Объектом исследования являются основные мировоззренческие принципы западноевропейского правого консерватизма, рассматриваемого сквозь призму социальной философии К. Шмитта.
Предметом диссертационного исследования выступает процесс изменения общественной жизни и развития социальных систем под воздействием политико-социальных факторов, и отражение этого процесса в социальной философии К. Шмитта.
Цель диссертационной работы заключается в раскрытии универсальных предпосылок мировоззрения К. Шмитта и в реконструкции основных принципов его социальной философии.
Данная цель предполагает решение следующих задач: - анализ социально-исторических предпосылок формирования социальной философии К. Шмитта;
рассмотрение внутренней логики и эволюции его мировоззренческих установок социальной философии К. Шмитта;
выявление теоретико-методологические основ политической антропологии К. Шмитта;
определение понятий общества и власти в социально-философской теории К. Шмитта;
выяснение характерной для К. Шмитта специфичности понимания политики и права и возможностей критического применения его подходов в социальной философии;
выявление политико-правовых аспектов развития западноевропейской цивилизации и определение политики как принципа и сущностного критерия социальной реальности в социальной философии К. Шмитта;
анализ политических, социальных, экономических, религиозных и исторических оснований бытия человека в социально-философской теории К. Шмитта;
исследование универсализации и глобализации мирового порядка как возможности негативного исхода истории в политической антропологии К. Шмитта;
обоснование перспектив освоения идейно-теоретического наследия К. Шмитта в современной России.
Методологические основания исследования обусловлены спецификой объекта исследования и решаемых исследовательских задач.
В ходе исследования автором широко применяется так называемый метод «деконструктивной аргументации», которому в своей социальной теории следовал сам К. Шмитт. Данный метод основан на том, что конструирование теоретических моделей социальных процессов представляется как практический демонтаж установок, заданных субъективным отношением к политической действительности. Такой демонтаж осуществляется в форме политико-юридического и социально-философского анализа процесса распада единства социальной реальности вместе с теоретическими конструкциями, нацеленными
на её понимание. Что у К. Шмитта выражается в тенденции заранее устанавливать и предполагать определёнными основные понятия политики и права («суверенитет», «принципы парламентаризма», или «понятие конституции», «понятие политического» и т.д.) затем, чтобы констатировать изменение их смысла, которое требует новых позиций и понятий.

# Задание
Ответьте на вопросы по отрывку о социальной философии К. Шмитта:
(а) Что названо объектом исследования?
(б) Какой метод широко применяет автор?
(в) Перспективы освоения идейно-теоретического наследия К. Шмитта предполагается обосновать для какой страны?
Опирайтесь только на сведения из отрывка.

# Исходные данные
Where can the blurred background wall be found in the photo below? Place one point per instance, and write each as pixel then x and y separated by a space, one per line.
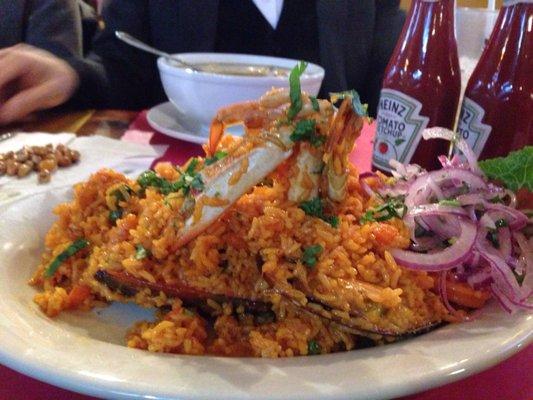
pixel 461 3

# Решение задания
(а) Объектом исследования названы основные мировоззренческие принципы западноевропейского правого консерватизма, рассматриваемого сквозь призму социальной философии К. Шмитта.
(б) Автор широко применяет метод «деконструктивной аргументации».
(в) Эти перспективы предполагается обосновать для современной России.